Coordinate labeling data:
****

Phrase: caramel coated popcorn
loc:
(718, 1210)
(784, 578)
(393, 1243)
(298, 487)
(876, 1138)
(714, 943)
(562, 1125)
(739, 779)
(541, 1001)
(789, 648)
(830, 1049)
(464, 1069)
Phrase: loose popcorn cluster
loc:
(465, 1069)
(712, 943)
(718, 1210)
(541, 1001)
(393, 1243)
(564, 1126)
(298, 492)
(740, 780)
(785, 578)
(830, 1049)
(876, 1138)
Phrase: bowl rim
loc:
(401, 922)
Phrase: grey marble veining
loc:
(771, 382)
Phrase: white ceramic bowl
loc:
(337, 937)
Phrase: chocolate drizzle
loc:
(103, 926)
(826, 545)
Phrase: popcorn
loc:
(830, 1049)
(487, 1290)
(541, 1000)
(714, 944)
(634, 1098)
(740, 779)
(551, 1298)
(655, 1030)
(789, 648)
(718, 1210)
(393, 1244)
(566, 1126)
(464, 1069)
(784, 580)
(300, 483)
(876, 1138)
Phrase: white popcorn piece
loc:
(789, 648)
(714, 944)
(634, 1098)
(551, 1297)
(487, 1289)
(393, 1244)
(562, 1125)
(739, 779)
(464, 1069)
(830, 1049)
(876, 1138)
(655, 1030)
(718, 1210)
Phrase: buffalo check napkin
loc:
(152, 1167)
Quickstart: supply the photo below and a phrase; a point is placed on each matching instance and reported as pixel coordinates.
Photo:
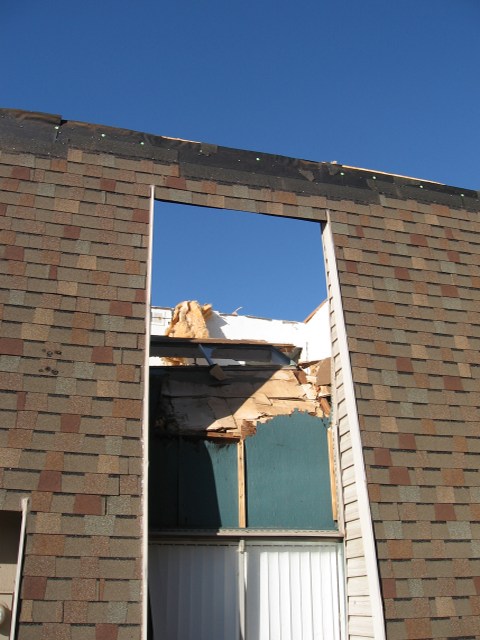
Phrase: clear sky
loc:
(392, 86)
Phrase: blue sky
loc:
(391, 86)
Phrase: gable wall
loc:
(410, 281)
(74, 207)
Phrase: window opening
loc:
(241, 486)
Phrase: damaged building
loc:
(250, 483)
(241, 464)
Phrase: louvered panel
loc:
(292, 592)
(194, 591)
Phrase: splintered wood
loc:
(188, 320)
(190, 402)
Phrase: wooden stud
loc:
(242, 507)
(333, 484)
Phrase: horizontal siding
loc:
(358, 603)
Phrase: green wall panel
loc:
(287, 474)
(193, 484)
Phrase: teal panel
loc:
(208, 494)
(163, 483)
(287, 474)
(193, 484)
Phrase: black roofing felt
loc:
(50, 135)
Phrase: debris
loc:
(188, 320)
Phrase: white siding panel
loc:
(194, 591)
(292, 590)
(298, 590)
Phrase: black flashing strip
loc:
(49, 135)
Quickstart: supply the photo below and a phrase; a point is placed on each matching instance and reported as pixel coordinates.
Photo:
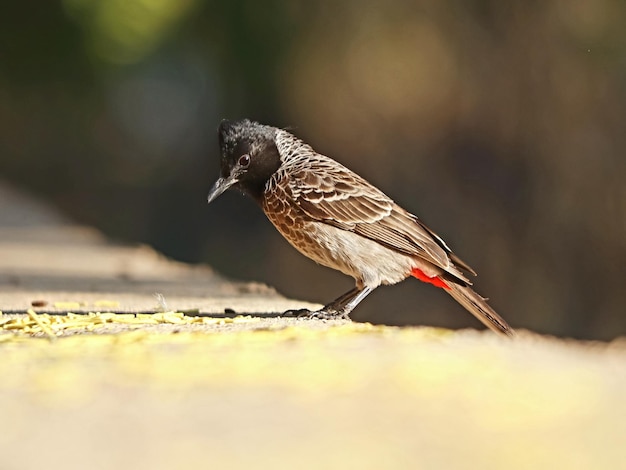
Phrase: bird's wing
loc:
(328, 192)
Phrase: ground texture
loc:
(98, 372)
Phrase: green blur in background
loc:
(501, 124)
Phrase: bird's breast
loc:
(361, 258)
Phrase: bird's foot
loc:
(321, 314)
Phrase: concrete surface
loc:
(250, 390)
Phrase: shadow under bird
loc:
(333, 216)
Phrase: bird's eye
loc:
(244, 160)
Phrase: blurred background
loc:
(500, 124)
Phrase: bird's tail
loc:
(478, 307)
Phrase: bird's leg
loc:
(339, 308)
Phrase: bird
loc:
(338, 219)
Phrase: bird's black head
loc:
(249, 157)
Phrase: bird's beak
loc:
(221, 185)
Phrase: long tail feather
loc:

****

Without including any pictures, print all of the material exactly as given.

Solved problem:
Phrase: caramel coated popcorn
loc:
(718, 1210)
(784, 578)
(393, 1243)
(298, 487)
(876, 1138)
(714, 943)
(562, 1125)
(739, 779)
(541, 1001)
(789, 648)
(830, 1049)
(464, 1069)
Phrase: loose popcorn cluster
loc:
(465, 1069)
(712, 943)
(718, 1210)
(541, 1001)
(393, 1243)
(564, 1126)
(298, 492)
(740, 780)
(785, 578)
(830, 1049)
(876, 1138)
Phrase: bowl rim
loc:
(401, 922)
Phrase: grey marble veining
loc:
(771, 382)
Phrase: white ceramic bowl
loc:
(337, 937)
Phrase: chocolate drizzle
loc:
(103, 926)
(826, 545)
Phrase: popcorn
loc:
(830, 1049)
(487, 1290)
(541, 1000)
(714, 944)
(634, 1098)
(740, 779)
(551, 1298)
(655, 1030)
(789, 648)
(718, 1210)
(393, 1244)
(566, 1126)
(464, 1069)
(784, 580)
(300, 483)
(876, 1138)
Phrase: white popcorn piece
loc:
(789, 648)
(714, 944)
(634, 1098)
(551, 1297)
(487, 1289)
(393, 1244)
(562, 1125)
(739, 779)
(464, 1069)
(830, 1049)
(876, 1138)
(655, 1030)
(718, 1210)
Phrase: buffalo check napkin
loc:
(152, 1167)
Quickstart: supply the photo below and a phrase; a point is placed on each matching instance and reported as pixel coordinates.
Photo:
Phrase: clear sky
loc:
(392, 86)
Phrase: blue sky
loc:
(391, 86)
Phrase: gable wall
loc:
(410, 281)
(74, 207)
Phrase: window opening
loc:
(241, 486)
Phrase: damaged building
loc:
(250, 483)
(241, 464)
Phrase: louvered panel
loc:
(292, 592)
(194, 591)
Phrase: splintered wood
loc:
(188, 320)
(190, 402)
Phrase: wooden stud
loc:
(242, 507)
(333, 484)
Phrase: horizontal siding
loc:
(358, 603)
Phrase: green wall panel
loc:
(287, 474)
(193, 484)
Phrase: teal panel
loc:
(208, 494)
(163, 483)
(287, 474)
(193, 484)
Phrase: black roofing felt
loc:
(50, 135)
Phrase: debris
loc:
(188, 320)
Phrase: white siding panel
loc:
(194, 591)
(292, 590)
(298, 590)
Phrase: black flashing strip
loc:
(49, 135)
Quickstart: supply the photo below and a phrase; a point is placed on each matching instance and reported as pixel coordinates.
Photo:
Phrase: bird's wing
loc:
(328, 192)
Phrase: ground texture
loc:
(98, 372)
Phrase: green blur in background
loc:
(501, 124)
Phrase: bird's breast
loc:
(361, 258)
Phrase: bird's foot
loc:
(321, 314)
Phrase: concrete surface
loc:
(250, 390)
Phrase: shadow under bird
loc:
(333, 216)
Phrase: bird's eye
loc:
(244, 160)
Phrase: blurred background
loc:
(500, 124)
Phrase: bird's tail
loc:
(478, 307)
Phrase: bird's leg
loc:
(339, 308)
Phrase: bird
loc:
(338, 219)
Phrase: bird's black head
loc:
(249, 157)
Phrase: bird's beak
loc:
(221, 185)
Phrase: long tail feather
loc:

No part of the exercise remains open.